# Problem requirements:
Below are the entries; return every line among them that holds the word "classical".
======== Data records
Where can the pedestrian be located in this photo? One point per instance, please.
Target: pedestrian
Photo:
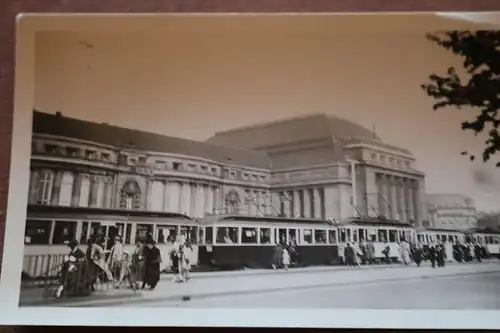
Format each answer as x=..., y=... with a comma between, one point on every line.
x=349, y=255
x=386, y=252
x=478, y=252
x=417, y=254
x=432, y=255
x=286, y=259
x=116, y=261
x=363, y=249
x=137, y=268
x=152, y=265
x=370, y=252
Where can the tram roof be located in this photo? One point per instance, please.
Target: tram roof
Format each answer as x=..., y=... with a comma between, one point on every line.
x=375, y=222
x=440, y=230
x=96, y=213
x=261, y=219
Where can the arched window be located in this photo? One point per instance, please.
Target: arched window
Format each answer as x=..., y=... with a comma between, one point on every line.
x=232, y=199
x=45, y=185
x=130, y=196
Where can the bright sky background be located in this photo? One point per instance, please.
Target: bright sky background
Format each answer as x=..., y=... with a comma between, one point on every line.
x=190, y=77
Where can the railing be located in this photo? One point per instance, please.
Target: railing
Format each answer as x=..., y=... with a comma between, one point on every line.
x=43, y=276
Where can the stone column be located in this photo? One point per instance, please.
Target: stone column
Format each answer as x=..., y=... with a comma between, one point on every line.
x=401, y=200
x=415, y=195
x=149, y=194
x=275, y=204
x=56, y=188
x=287, y=204
x=317, y=203
x=409, y=199
x=108, y=198
x=209, y=199
x=94, y=183
x=186, y=199
x=307, y=203
x=166, y=196
x=100, y=192
x=217, y=200
x=34, y=187
x=77, y=187
x=199, y=201
x=296, y=204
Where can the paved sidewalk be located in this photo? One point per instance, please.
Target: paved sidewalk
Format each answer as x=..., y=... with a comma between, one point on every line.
x=198, y=288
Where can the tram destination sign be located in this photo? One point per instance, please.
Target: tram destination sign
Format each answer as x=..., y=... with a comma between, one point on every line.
x=142, y=170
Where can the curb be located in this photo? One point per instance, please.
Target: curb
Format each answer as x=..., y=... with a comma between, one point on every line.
x=69, y=301
x=311, y=269
x=186, y=298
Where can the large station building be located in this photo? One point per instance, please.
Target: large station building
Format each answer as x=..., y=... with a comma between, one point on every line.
x=451, y=212
x=315, y=166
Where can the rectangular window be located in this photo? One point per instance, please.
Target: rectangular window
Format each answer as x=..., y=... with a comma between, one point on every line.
x=209, y=233
x=37, y=232
x=227, y=235
x=64, y=232
x=83, y=236
x=320, y=236
x=128, y=234
x=144, y=231
x=66, y=189
x=265, y=235
x=190, y=233
x=249, y=235
x=166, y=234
x=332, y=236
x=392, y=236
x=46, y=183
x=382, y=236
x=308, y=236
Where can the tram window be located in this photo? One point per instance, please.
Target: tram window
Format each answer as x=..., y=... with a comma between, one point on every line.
x=320, y=236
x=209, y=233
x=37, y=232
x=308, y=236
x=292, y=235
x=227, y=235
x=393, y=236
x=144, y=231
x=128, y=233
x=83, y=235
x=361, y=235
x=382, y=236
x=332, y=236
x=167, y=234
x=342, y=236
x=265, y=235
x=64, y=232
x=190, y=233
x=249, y=235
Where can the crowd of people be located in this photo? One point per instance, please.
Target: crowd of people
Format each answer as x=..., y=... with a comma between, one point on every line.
x=81, y=271
x=437, y=254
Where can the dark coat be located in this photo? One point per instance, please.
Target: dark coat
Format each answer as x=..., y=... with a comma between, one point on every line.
x=152, y=266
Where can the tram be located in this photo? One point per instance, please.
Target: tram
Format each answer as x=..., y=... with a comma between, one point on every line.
x=49, y=229
x=380, y=232
x=240, y=241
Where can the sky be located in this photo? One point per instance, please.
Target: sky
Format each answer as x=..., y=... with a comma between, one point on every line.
x=193, y=76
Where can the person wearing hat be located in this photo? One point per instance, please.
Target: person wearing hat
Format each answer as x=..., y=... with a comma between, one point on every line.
x=152, y=265
x=116, y=261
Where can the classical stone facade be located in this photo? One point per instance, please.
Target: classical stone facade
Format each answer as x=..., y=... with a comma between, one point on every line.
x=297, y=167
x=451, y=211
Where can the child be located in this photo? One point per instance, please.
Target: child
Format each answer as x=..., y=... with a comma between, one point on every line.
x=286, y=259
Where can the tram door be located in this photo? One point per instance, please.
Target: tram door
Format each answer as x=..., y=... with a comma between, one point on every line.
x=107, y=232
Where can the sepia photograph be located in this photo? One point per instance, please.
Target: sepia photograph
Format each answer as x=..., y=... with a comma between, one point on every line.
x=264, y=162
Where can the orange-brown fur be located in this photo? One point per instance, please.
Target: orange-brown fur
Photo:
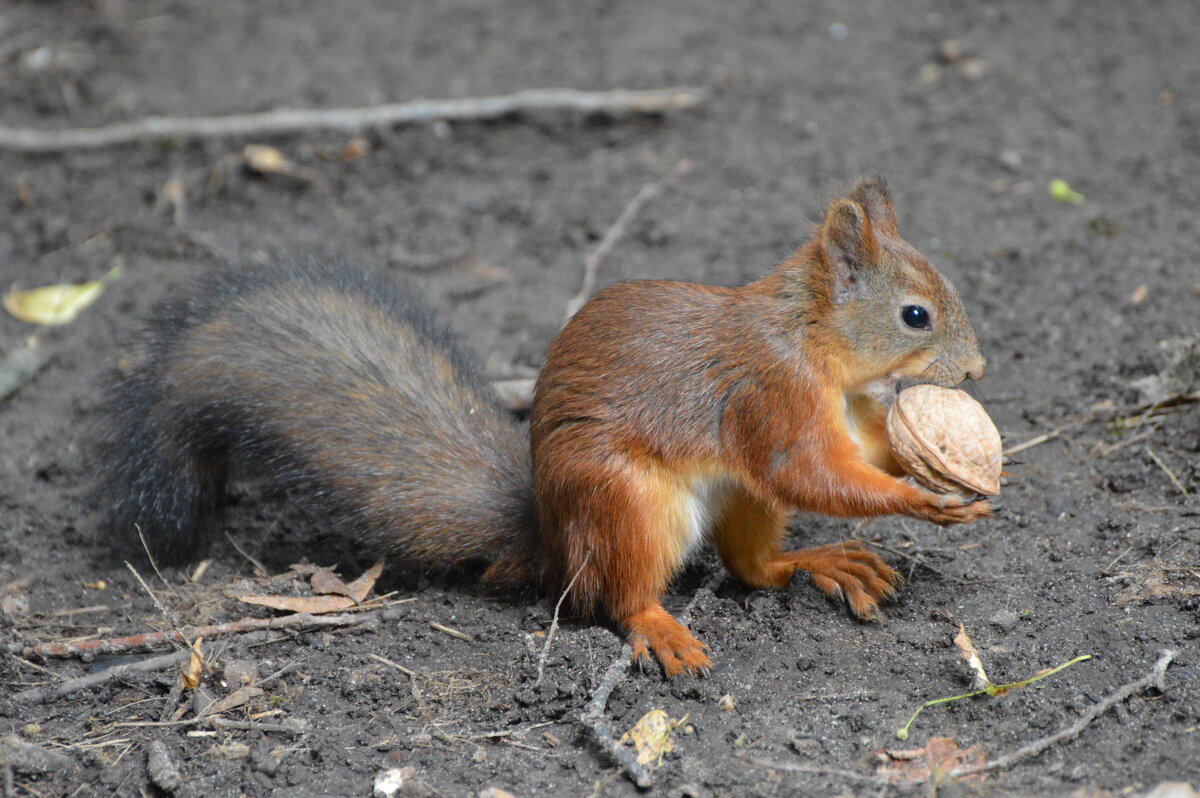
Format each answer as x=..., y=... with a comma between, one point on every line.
x=666, y=414
x=654, y=388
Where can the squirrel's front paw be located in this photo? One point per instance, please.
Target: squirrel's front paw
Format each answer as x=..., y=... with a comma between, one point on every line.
x=676, y=648
x=952, y=508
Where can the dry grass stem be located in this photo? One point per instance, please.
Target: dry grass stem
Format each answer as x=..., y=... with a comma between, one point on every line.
x=613, y=234
x=294, y=120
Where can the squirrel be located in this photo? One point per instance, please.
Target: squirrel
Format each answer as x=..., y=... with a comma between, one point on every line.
x=665, y=413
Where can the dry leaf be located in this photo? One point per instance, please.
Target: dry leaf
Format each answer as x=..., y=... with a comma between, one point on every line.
x=946, y=441
x=963, y=642
x=651, y=736
x=1139, y=294
x=313, y=605
x=51, y=305
x=192, y=671
x=361, y=587
x=265, y=160
x=234, y=700
x=918, y=766
x=355, y=148
x=229, y=751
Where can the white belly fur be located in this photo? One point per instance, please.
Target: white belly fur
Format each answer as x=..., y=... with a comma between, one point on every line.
x=702, y=507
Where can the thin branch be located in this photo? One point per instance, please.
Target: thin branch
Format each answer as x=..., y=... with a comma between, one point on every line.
x=292, y=120
x=553, y=623
x=1170, y=474
x=1155, y=678
x=593, y=715
x=187, y=634
x=42, y=695
x=592, y=263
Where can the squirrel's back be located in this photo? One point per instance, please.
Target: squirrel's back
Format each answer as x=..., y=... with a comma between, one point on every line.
x=329, y=382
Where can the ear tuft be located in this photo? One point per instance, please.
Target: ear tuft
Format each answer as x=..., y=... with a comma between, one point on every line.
x=849, y=246
x=875, y=198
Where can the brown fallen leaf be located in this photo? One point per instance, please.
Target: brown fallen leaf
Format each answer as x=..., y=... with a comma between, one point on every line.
x=313, y=605
x=918, y=766
x=52, y=305
x=651, y=736
x=193, y=669
x=265, y=160
x=232, y=701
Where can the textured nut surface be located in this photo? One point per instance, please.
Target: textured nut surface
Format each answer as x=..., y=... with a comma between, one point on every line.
x=946, y=441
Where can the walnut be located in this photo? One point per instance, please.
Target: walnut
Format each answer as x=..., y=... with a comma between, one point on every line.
x=945, y=439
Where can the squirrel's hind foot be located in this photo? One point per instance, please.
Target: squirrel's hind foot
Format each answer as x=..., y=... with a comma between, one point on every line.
x=847, y=570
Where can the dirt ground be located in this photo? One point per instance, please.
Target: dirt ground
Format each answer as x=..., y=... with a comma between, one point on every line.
x=970, y=108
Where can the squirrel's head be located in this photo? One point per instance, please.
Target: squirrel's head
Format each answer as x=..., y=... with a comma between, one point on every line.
x=899, y=317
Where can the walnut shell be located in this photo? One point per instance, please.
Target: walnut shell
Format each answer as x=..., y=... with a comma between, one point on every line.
x=945, y=439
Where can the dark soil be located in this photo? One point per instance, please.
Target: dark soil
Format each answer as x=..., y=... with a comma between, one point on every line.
x=1097, y=552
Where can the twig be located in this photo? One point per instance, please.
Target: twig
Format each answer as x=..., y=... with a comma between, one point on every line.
x=595, y=721
x=1175, y=480
x=453, y=633
x=1156, y=678
x=593, y=715
x=294, y=726
x=42, y=695
x=815, y=769
x=1041, y=439
x=917, y=561
x=160, y=605
x=515, y=394
x=259, y=569
x=413, y=676
x=553, y=623
x=592, y=262
x=187, y=634
x=292, y=120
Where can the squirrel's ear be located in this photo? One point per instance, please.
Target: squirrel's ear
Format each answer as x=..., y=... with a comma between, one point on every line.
x=875, y=198
x=849, y=246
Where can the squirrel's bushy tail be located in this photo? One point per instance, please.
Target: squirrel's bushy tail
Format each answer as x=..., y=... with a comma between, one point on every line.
x=331, y=383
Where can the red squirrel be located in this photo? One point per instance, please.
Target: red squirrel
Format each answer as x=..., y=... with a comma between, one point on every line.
x=666, y=413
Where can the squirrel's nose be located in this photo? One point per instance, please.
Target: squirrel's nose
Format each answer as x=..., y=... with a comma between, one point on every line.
x=975, y=367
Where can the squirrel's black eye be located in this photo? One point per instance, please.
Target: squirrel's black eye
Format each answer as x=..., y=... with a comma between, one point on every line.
x=916, y=316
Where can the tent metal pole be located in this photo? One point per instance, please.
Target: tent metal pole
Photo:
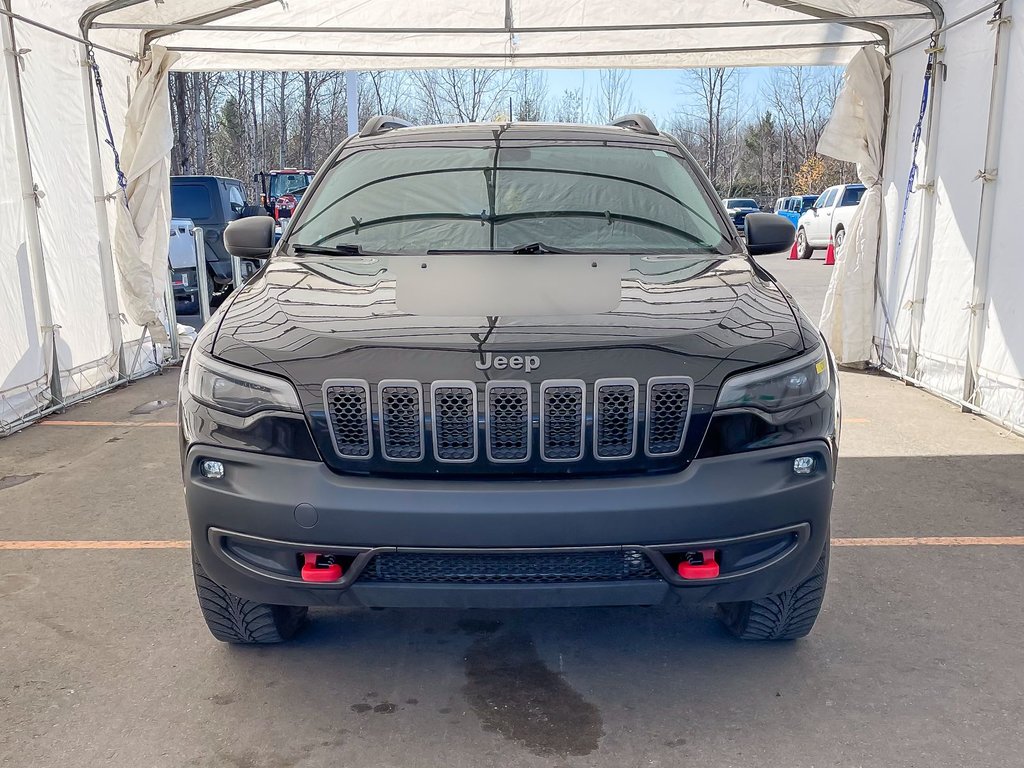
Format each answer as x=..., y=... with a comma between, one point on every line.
x=505, y=56
x=352, y=100
x=59, y=33
x=926, y=227
x=440, y=31
x=107, y=268
x=946, y=28
x=30, y=195
x=989, y=178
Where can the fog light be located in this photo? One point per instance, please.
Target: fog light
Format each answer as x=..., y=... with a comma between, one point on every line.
x=803, y=465
x=215, y=470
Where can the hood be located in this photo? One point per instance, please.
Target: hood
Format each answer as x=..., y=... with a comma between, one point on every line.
x=443, y=316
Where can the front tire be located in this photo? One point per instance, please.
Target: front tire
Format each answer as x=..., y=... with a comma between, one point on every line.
x=804, y=249
x=787, y=615
x=235, y=620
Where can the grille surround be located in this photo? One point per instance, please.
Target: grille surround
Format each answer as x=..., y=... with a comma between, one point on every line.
x=626, y=564
x=653, y=386
x=386, y=389
x=494, y=431
x=450, y=390
x=365, y=423
x=604, y=420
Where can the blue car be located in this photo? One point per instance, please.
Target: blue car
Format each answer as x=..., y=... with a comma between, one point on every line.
x=792, y=208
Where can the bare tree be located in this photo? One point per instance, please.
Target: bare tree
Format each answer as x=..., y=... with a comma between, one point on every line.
x=569, y=108
x=530, y=88
x=715, y=119
x=461, y=95
x=615, y=94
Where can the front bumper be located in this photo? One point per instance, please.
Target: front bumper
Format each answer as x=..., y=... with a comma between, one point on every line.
x=768, y=524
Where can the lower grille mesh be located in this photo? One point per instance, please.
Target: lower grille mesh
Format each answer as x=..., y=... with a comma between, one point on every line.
x=562, y=422
x=615, y=421
x=347, y=409
x=508, y=423
x=455, y=423
x=553, y=567
x=401, y=422
x=668, y=406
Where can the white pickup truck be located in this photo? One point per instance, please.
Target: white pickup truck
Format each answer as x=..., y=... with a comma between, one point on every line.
x=829, y=217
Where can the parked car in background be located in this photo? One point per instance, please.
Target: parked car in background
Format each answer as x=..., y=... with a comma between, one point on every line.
x=827, y=218
x=212, y=203
x=793, y=207
x=737, y=208
x=283, y=190
x=181, y=259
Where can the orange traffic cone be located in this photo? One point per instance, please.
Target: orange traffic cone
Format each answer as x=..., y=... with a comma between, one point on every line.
x=830, y=253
================
# Task response:
Where can the classical stone facade be located in this photo? One point per instance, please.
Target: classical stone facade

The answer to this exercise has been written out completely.